> [Exercise aim] Please copy out the data below, replacing every "Locations" with "Points" and keeping everything else the same.

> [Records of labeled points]
---

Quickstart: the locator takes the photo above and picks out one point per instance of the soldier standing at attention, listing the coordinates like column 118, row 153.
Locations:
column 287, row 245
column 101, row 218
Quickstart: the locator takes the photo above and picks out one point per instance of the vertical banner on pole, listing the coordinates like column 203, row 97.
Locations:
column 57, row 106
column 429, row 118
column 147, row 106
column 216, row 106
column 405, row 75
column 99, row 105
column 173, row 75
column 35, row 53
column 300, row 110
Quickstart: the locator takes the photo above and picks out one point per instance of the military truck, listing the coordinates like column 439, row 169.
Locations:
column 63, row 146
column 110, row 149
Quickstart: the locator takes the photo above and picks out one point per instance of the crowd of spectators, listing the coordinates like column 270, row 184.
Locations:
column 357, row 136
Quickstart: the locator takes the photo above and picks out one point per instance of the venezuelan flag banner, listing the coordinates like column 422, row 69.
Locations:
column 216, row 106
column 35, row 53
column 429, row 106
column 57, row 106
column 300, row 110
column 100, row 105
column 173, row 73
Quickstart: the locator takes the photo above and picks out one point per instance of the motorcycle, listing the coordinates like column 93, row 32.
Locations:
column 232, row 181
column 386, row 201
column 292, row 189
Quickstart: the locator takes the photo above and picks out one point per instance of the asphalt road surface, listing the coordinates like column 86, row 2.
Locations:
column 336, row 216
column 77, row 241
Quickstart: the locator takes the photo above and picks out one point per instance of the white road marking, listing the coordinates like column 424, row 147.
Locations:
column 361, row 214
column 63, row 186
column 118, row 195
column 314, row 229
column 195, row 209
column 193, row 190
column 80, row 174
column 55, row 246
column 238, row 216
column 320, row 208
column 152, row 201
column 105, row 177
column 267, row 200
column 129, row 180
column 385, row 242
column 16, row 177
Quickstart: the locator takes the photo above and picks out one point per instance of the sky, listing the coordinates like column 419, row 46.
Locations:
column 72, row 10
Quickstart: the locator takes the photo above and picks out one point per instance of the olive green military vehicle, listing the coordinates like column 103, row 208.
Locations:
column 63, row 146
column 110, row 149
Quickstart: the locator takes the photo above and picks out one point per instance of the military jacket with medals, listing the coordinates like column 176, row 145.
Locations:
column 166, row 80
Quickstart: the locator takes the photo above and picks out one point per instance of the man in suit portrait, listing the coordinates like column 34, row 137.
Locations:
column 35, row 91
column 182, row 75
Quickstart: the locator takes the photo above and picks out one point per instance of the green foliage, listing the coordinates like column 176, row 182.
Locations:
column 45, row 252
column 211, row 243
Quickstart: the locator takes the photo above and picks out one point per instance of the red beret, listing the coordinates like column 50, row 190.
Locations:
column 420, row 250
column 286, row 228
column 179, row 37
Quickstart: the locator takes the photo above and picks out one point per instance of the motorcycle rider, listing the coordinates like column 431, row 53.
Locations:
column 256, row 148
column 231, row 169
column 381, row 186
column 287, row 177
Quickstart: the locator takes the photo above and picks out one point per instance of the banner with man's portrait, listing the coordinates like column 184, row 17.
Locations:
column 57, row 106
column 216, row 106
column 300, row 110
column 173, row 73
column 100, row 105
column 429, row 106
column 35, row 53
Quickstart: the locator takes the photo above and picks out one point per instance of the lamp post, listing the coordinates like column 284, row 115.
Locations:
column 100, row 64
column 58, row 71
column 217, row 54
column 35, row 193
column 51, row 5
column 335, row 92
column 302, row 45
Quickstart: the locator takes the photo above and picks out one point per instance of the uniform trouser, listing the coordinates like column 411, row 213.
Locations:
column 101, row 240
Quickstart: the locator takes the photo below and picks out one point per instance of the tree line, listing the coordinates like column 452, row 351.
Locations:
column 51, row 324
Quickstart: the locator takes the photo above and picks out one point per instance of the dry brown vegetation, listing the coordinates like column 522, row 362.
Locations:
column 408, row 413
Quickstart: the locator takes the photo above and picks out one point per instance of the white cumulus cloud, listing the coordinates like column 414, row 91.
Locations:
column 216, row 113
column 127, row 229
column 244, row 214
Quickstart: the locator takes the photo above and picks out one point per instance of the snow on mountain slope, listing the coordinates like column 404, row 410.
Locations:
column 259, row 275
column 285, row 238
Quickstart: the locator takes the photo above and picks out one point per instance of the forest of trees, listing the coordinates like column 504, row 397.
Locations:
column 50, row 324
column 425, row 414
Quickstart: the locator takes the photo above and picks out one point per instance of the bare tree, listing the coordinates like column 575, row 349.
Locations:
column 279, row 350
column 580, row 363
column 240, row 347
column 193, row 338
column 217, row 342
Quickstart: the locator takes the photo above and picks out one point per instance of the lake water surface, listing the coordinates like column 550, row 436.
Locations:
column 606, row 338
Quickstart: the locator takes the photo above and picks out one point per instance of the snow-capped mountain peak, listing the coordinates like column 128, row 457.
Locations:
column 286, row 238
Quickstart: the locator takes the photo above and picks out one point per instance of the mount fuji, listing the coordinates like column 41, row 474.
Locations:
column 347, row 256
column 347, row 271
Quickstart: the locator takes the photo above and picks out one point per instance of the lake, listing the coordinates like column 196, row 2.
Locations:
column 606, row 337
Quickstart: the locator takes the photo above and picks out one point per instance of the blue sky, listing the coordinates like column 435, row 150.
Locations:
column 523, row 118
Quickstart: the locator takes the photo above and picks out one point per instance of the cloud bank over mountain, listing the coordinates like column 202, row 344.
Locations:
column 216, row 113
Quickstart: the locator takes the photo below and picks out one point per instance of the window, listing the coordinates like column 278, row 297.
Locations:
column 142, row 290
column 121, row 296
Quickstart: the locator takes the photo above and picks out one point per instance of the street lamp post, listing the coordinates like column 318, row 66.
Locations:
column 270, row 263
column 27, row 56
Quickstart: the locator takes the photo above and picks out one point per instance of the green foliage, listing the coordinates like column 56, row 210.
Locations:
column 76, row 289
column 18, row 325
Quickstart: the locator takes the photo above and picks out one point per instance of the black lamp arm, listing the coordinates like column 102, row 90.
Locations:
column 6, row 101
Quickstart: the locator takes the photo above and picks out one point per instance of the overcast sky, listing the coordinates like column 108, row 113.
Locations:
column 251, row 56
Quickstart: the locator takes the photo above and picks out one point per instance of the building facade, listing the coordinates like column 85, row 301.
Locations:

---

> [The completed task]
Quickstart: the locator takes the photo above and picks out one point per instance of the soldier standing at attention, listing the coordinates like column 118, row 153.
Points:
column 287, row 245
column 101, row 218
Quickstart: the locator takes the photo above and picks out one point per instance of the vertical banner on pole, listing the coordinates like column 203, row 97.
Points:
column 57, row 106
column 429, row 118
column 147, row 106
column 216, row 106
column 405, row 75
column 99, row 105
column 173, row 75
column 35, row 53
column 300, row 110
Quickstart: the locator takes the photo above and picks out one point per instance of the military truck, listing the coordinates like column 439, row 169.
Points:
column 63, row 146
column 110, row 149
Quickstart: the locator takes the photo above and picks out one point per instance of the crowd of spectators, listing the coordinates like column 270, row 184.
Points:
column 357, row 136
Quickstart: the locator takes the photo above and picks out one point per instance of the venezuelan flag banner, listing the coordinates like column 422, row 69.
Points:
column 216, row 106
column 35, row 53
column 429, row 106
column 57, row 106
column 300, row 110
column 100, row 105
column 173, row 73
Quickstart: the locator takes the photo above and picks out one point per instance of the motorcycle, listing the coordinates like column 93, row 32.
Points:
column 232, row 181
column 386, row 201
column 292, row 189
Quickstart: the locator takes the photo above and picks out one point per instance of the asphalt road surface, listing the coordinates like column 86, row 2.
Points:
column 336, row 216
column 77, row 241
Quickstart: the locator takes the photo above and picks out one point per instance of the white road marking, listing the coordinates like column 424, row 147.
Points:
column 361, row 214
column 63, row 186
column 118, row 195
column 314, row 229
column 195, row 209
column 193, row 190
column 80, row 174
column 55, row 246
column 238, row 216
column 320, row 208
column 152, row 201
column 105, row 177
column 267, row 200
column 129, row 180
column 385, row 242
column 16, row 177
Quickstart: the locator takes the photo above and picks out one point per instance of the sky, listing the coordinates like column 419, row 46.
Points:
column 72, row 10
Quickstart: the locator takes the photo above and picks out one point per instance of the olive green military vehicle, listing the coordinates like column 103, row 208.
Points:
column 63, row 146
column 110, row 149
Quickstart: the locator takes the photo above and picks out one point per instance of the military jacket with medals, listing the coordinates like column 176, row 145.
Points:
column 166, row 80
Quickstart: the locator takes the photo above and picks out one point per instance of the man in suit portrait, listing the coordinates like column 34, row 137.
Points:
column 35, row 91
column 182, row 75
Quickstart: the locator takes the photo above and picks out one point per instance of the green foliage, listing the coordinates like column 176, row 182.
Points:
column 45, row 252
column 211, row 243
Quickstart: the locator takes the photo above and picks out one point per instance of the red beret, listing the coordinates like column 50, row 190.
Points:
column 420, row 250
column 286, row 228
column 179, row 37
Quickstart: the locator takes the photo above and picks out one point per instance of the motorcycle rider, listing the coordinates like column 431, row 53.
Points:
column 256, row 148
column 231, row 169
column 381, row 186
column 287, row 177
Quickstart: the locator takes the photo above and picks out one point per instance of the banner with man's portrait, listing the coordinates like column 184, row 17.
Points:
column 57, row 106
column 216, row 106
column 300, row 110
column 173, row 73
column 100, row 105
column 429, row 106
column 35, row 53
Quickstart: the locator takes the photo above and picks out one point per instance of the lamp post, listing the coordinates like column 284, row 115.
Points:
column 100, row 64
column 58, row 71
column 217, row 54
column 35, row 193
column 51, row 5
column 335, row 92
column 302, row 45
Quickstart: the locator takes the photo above and picks out one point per instance of the uniform trouser, listing the coordinates like column 411, row 213.
Points:
column 101, row 240
Quickstart: the locator takes the photo below and picks out one point per instance of the tree line, listing the coordinates like column 452, row 351.
Points:
column 51, row 324
Quickstart: the locator takes the photo above and picks out one point per instance of the dry brown vegetation, listing the coordinates like column 522, row 362.
Points:
column 408, row 413
Quickstart: the locator takes the photo above and picks out one point per instance of the white cumulus cloud, listing the coordinates like column 414, row 91.
Points:
column 216, row 113
column 127, row 229
column 244, row 214
Quickstart: the locator takes the photo above and picks out one point per instance of the snow on mountain slope, listing the coordinates like column 404, row 410.
Points:
column 259, row 275
column 285, row 238
Quickstart: the locator takes the photo above and picks out one point per instance of the forest of trees, listing the coordinates like column 504, row 397.
Points:
column 50, row 324
column 425, row 414
Quickstart: the locator takes the photo above and picks out one point per instance of the bare tree, listing the coordinates like column 575, row 349.
Points:
column 279, row 350
column 580, row 363
column 240, row 347
column 193, row 338
column 217, row 342
Quickstart: the locator takes the photo above and picks out one point per instance of the lake water surface, listing the coordinates like column 550, row 436.
Points:
column 606, row 338
Quickstart: the locator takes the photo above and picks out one point per instance of the snow-capped mountain peak, listing the coordinates like column 128, row 457.
Points:
column 286, row 238
Quickstart: the locator takes the photo above and picks out one point per instance of the mount fuji, listing the coordinates like column 41, row 474.
Points:
column 347, row 256
column 347, row 271
Quickstart: the locator takes the photo above and picks out one point per instance of the lake, listing the coordinates like column 196, row 2.
Points:
column 606, row 337
Quickstart: the locator takes the photo above and picks out one point per instance of the blue sky, listing the coordinates like column 435, row 150.
Points:
column 523, row 118
Quickstart: the locator takes the photo above and picks out one point per instance of the cloud bank over mountain, listing the coordinates like column 202, row 344.
Points:
column 216, row 113
Quickstart: the locator takes the photo below and picks out one point per instance of the window, listing the coordinates like column 278, row 297.
Points:
column 142, row 290
column 121, row 296
Quickstart: the locator takes the photo above and picks out one point per instance of the street lamp post, listing the coordinates like column 318, row 66.
Points:
column 270, row 263
column 27, row 56
Quickstart: the locator takes the photo above and picks out one point per instance of the green foliage, listing the coordinates like column 56, row 210.
Points:
column 76, row 289
column 18, row 325
Quickstart: the locator takes the photo above and picks out one point per instance of the black lamp arm, listing the coordinates like column 102, row 90.
Points:
column 6, row 101
Quickstart: the locator takes the photo above and picks out one point per instance of the overcast sky, listing the coordinates like column 108, row 113.
Points:
column 251, row 56
Quickstart: the locator takes the photo above and picks out one point per instance of the building facade, listing the coordinates like column 85, row 301.
Points:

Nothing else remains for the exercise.